STATED GOAL. Repeat the items below without any change, starting at the line containing "Exam question 7: The image above contains the harvester exhaust" and ending at the line containing "201 79 345 229", with both of those lines included.

MATERIAL TO PROCESS.
┌──

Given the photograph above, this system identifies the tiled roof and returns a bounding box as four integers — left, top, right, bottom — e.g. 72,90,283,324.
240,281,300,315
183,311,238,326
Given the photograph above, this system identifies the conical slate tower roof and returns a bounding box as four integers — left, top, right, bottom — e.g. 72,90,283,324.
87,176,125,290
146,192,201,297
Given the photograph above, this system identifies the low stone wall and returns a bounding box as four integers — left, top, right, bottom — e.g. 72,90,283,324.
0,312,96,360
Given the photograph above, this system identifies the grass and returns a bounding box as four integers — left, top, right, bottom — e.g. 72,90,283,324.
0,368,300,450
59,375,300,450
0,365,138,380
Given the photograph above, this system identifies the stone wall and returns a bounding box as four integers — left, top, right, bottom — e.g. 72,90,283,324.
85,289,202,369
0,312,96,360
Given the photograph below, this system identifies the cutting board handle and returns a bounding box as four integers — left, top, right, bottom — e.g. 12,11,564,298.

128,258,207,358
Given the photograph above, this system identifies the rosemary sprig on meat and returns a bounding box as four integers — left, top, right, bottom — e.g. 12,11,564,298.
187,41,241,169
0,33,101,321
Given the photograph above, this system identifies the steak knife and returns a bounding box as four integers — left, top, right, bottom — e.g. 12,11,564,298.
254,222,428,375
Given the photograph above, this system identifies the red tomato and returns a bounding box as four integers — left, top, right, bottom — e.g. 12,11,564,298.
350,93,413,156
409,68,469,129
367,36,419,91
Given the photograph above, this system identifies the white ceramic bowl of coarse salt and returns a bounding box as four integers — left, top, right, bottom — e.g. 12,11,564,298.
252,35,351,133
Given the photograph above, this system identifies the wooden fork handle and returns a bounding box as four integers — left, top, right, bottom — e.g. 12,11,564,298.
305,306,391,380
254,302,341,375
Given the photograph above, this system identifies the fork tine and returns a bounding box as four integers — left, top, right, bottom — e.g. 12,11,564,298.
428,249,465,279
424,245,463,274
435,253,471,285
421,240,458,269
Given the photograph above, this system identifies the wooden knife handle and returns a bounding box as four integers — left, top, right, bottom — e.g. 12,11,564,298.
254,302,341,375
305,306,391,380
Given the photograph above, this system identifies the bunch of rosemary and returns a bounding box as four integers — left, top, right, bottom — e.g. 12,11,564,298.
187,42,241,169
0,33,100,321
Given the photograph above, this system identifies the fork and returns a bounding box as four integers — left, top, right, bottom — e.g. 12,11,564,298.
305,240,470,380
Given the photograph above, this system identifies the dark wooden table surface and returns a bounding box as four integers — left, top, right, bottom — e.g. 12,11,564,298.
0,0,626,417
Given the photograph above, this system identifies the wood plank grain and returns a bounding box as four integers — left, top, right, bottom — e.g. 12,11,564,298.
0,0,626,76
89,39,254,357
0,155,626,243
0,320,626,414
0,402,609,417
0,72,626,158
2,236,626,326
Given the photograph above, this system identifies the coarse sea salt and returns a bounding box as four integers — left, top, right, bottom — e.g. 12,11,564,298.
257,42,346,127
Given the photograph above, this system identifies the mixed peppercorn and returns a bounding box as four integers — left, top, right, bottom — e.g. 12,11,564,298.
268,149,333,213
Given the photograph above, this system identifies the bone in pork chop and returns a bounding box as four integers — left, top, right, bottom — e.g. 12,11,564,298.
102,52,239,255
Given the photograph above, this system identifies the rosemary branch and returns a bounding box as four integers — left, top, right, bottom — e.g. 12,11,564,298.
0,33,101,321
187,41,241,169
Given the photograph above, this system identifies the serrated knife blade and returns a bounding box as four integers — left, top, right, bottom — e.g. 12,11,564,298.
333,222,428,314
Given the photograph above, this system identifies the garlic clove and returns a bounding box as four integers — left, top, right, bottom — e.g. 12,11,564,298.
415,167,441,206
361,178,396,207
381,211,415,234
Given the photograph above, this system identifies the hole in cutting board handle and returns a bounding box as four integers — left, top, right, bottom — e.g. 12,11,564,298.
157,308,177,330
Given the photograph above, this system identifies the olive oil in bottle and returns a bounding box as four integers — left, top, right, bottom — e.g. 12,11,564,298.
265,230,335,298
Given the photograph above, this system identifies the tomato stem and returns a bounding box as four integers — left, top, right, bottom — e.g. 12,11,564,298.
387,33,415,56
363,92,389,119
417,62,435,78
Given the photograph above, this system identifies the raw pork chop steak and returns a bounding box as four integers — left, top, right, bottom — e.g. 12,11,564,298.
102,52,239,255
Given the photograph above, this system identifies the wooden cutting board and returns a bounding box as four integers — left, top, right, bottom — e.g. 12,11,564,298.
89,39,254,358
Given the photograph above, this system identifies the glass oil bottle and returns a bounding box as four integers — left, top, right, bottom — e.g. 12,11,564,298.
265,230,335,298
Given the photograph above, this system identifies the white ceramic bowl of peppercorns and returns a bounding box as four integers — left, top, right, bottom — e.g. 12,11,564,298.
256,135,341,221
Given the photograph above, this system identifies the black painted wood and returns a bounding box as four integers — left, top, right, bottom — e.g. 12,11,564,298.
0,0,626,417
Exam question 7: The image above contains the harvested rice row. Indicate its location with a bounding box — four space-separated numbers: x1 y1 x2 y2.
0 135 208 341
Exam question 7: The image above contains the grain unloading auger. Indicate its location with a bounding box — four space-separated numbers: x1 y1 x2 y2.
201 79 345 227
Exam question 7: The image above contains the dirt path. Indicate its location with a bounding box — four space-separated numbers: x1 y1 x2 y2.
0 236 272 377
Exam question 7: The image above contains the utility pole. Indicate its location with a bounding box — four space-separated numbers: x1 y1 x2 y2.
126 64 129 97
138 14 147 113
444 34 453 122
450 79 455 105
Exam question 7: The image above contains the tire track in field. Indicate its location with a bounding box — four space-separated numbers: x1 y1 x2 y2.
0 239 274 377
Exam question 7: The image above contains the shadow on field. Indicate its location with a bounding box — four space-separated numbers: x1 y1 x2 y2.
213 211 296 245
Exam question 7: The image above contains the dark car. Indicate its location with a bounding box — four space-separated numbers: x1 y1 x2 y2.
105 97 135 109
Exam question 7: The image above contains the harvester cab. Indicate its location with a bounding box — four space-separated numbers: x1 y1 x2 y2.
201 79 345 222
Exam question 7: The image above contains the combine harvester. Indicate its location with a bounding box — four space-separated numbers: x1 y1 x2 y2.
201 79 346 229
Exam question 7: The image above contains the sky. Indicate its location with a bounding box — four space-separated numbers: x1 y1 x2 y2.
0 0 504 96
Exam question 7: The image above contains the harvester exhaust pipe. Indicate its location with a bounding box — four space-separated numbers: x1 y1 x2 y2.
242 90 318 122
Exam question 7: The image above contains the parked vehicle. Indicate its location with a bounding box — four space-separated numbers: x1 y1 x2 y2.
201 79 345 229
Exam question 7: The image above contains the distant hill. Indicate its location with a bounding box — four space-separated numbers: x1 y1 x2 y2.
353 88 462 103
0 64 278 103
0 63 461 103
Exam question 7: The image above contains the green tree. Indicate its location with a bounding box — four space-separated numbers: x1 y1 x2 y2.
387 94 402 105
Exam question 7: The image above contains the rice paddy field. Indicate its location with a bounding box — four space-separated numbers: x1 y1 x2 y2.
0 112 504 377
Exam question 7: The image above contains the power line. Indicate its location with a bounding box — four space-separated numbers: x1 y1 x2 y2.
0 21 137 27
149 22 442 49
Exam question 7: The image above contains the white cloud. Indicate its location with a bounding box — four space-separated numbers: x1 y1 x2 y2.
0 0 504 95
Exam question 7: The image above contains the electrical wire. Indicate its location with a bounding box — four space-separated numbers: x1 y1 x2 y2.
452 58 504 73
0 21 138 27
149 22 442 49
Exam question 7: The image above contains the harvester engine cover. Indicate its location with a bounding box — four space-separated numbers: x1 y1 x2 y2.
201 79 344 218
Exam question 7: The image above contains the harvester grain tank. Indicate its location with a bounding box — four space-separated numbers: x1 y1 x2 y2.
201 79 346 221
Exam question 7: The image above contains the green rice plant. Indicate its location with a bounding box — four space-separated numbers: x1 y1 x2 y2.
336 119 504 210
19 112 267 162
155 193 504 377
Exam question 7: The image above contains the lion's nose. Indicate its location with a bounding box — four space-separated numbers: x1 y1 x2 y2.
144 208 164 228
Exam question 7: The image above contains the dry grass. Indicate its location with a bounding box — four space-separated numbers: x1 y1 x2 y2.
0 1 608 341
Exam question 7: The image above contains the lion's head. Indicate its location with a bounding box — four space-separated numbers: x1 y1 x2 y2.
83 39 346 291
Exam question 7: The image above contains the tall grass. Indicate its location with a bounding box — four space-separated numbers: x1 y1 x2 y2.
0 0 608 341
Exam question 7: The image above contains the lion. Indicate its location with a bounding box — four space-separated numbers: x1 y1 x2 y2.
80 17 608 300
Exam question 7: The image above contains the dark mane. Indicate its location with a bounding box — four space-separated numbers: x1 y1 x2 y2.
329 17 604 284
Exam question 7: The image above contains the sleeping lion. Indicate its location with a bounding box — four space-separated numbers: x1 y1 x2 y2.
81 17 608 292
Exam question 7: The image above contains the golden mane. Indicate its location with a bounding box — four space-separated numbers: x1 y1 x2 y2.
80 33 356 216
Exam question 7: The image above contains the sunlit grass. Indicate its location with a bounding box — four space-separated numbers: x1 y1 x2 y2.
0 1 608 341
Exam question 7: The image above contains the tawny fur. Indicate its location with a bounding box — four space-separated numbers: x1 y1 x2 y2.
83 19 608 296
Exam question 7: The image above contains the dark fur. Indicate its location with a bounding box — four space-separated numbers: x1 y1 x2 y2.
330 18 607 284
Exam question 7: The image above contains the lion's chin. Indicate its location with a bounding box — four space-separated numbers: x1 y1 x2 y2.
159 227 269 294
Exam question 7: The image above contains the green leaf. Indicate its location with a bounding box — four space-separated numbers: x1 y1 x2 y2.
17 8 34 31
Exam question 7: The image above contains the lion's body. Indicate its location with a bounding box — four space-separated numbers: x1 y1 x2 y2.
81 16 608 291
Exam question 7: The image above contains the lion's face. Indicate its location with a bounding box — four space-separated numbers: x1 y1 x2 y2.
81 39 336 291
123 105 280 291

└──

EXERCISE OUTPUT.
Exam question 7: The image above contains the harvester exhaust pipe. Indicate its location with a bounding box — four space-separated numbers: x1 y1 x2 y2.
242 90 318 122
Exam question 7: The image above contains the parked vehicle. Indicate its location with a bounding box — four space-separated numbers: x1 y1 x2 y2.
201 79 345 229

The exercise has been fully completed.